• [Okuma Metni]:

Yargıtay Kararı 12. Hukuk Dairesi 2023/23 E. 2023/954 K. 20.02.2023 T.

YARGITAY KARARI
DAİRE : 12. Hukuk Dairesi
ESAS NO : 2023/23
KARAR NO : 2023/954
KARAR TARİHİ : 20.02.2023

MAHKEMESİ : … Bölge Adliye Mahkemesi 12. Hukuk Dairesi

Taraflar arasındaki ihalenin feshi şikayeti nedeniyle yapılan yargılama sonunda İlk Derece Mahkemesince davanın kabulü ile ihalenin feshine karar verilmiştir.

Kararın alacaklı vekili tarafından istinaf edilmesi üzerine, Bölge Adliye Mahkemesince, ihalenin usulsüz tebliğ nedeniyle feshine dair ilk derece mahkemesi kararının hatalı olduğu gerekçesi ile istinaf başvurusunun kabulü ile HMK 353/1-b-3
maddesi gereğince mahkeme kararının kaldırılmasına, ihalenin feshi talebinin reddine, ihale bedelinin %5’i oranında para cezasının davacıdan tahsiline karar verilmiştir.

Bölge Adliye Mahkemesi kararı borçlu vekili tarafından temyiz edilmekle; kesinlik, süre, temyiz şartı ve diğer usul eksiklikleri yönünden yapılan ön inceleme sonucunda, temyiz dilekçesinin kabulüne karar verildikten ve Tetkik Hâkimi … tarafından hazırlanan rapor dinlendikten sonra dosyadaki belgeler incelenip gereği düşünüldü:

I. DAVA
Davacı şikayetçi/borçlu vekili dava dilekçesinde; kıymet taktir raporu ve satış ilanının usulsüz tebliğ edildiğini, ihaleden 07.06.2021 tarihinde haberdar olduğunu, piyasa değerinin altında satıldığını ileri sürerek ihalenin feshini talep etmiştir.
II. CEVAP
1.Davalı alacaklı vekili cevap dilekçesinde; davanın süreden reddi gerektiğini, menkul satışlarında satış ilanın tebliğinin zorunlu olmadığını, ihalenin usul ve yasaya uygun gerçekleştiğini belirterek davanın reddini istemiştir.

2.Davalı ihale alıcısı, usulüne uygun tebligata rağmen davaya cevap vermemiştir.

• [Görevler]:
**1)** Karar metninde "Bölge Adliye Mahkemesi kararı" ifadesinden "davanın reddini istemiştir." ifadesine kadar (bu ifade de dahil) olan bölümü, "piyasa değerinin" yerine "gerçek değerinin" koyarak değiştirin.
**2)** Karar metnine göre Bölge Adliye Mahkemesi, davacıdan tahsil edilecek para cezasını ihale bedelinin hangi oranında belirlemiştir?
Sonraki satırların bu karar metniyle hiçbir ilgisi yoktur.

• [Veri Kayıtları]:
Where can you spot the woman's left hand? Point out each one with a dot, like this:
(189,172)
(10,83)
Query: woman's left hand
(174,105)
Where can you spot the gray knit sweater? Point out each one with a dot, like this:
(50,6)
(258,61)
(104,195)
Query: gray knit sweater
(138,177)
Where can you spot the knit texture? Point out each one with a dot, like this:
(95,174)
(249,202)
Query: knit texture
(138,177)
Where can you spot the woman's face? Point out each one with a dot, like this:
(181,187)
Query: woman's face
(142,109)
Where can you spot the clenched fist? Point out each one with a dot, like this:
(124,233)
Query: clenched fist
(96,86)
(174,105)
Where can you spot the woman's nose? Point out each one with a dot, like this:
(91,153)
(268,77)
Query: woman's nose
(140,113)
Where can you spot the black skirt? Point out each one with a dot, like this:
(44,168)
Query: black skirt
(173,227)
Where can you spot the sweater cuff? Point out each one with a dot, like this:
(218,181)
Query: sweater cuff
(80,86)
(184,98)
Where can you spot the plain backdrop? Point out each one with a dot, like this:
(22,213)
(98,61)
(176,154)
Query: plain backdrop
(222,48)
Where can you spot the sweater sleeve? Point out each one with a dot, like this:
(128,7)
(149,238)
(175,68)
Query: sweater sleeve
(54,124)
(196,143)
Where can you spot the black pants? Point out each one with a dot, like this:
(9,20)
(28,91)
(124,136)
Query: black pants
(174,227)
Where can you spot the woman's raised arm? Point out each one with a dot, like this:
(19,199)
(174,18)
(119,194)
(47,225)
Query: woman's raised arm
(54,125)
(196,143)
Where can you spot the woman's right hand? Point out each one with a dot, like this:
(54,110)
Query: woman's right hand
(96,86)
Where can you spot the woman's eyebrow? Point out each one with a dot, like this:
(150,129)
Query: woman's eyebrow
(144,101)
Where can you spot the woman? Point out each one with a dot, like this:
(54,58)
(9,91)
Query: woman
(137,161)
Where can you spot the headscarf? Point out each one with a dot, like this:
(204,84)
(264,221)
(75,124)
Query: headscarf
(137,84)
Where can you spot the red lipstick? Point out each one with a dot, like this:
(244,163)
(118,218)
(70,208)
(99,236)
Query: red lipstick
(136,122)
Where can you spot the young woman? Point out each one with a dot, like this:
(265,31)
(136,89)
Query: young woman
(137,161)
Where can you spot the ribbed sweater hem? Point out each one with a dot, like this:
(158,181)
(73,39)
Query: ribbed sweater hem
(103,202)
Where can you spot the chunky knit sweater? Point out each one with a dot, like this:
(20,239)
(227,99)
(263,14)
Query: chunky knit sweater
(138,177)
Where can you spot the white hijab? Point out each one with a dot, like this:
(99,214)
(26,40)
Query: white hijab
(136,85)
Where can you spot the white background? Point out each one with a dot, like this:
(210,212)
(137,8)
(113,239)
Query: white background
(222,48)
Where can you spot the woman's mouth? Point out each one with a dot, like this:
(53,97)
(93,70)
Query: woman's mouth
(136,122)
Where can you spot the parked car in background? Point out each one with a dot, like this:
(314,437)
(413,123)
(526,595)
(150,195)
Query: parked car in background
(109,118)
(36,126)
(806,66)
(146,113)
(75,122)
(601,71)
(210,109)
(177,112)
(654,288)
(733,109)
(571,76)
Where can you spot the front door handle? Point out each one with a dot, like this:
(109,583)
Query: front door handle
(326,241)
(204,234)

• [Verilen Yanıtlar]:
**1)**
Bölge Adliye Mahkemesi kararı borçlu vekili tarafından temyiz edilmekle; kesinlik, süre, temyiz şartı ve diğer usul eksiklikleri yönünden yapılan ön inceleme sonucunda, temyiz dilekçesinin kabulüne karar verildikten ve Tetkik Hâkimi … tarafından hazırlanan rapor dinlendikten sonra dosyadaki belgeler incelenip gereği düşünüldü:

I. DAVA
Davacı şikayetçi/borçlu vekili dava dilekçesinde; kıymet taktir raporu ve satış ilanının usulsüz tebliğ edildiğini, ihaleden 07.06.2021 tarihinde haberdar olduğunu, gerçek değerinin altında satıldığını ileri sürerek ihalenin feshini talep etmiştir.
II. CEVAP
1.Davalı alacaklı vekili cevap dilekçesinde; davanın süreden reddi gerektiğini, menkul satışlarında satış ilanın tebliğinin zorunlu olmadığını, ihalenin usul ve yasaya uygun gerçekleştiğini belirterek davanın reddini istemiştir.

**2)** İhale bedelinin %5’i oranında.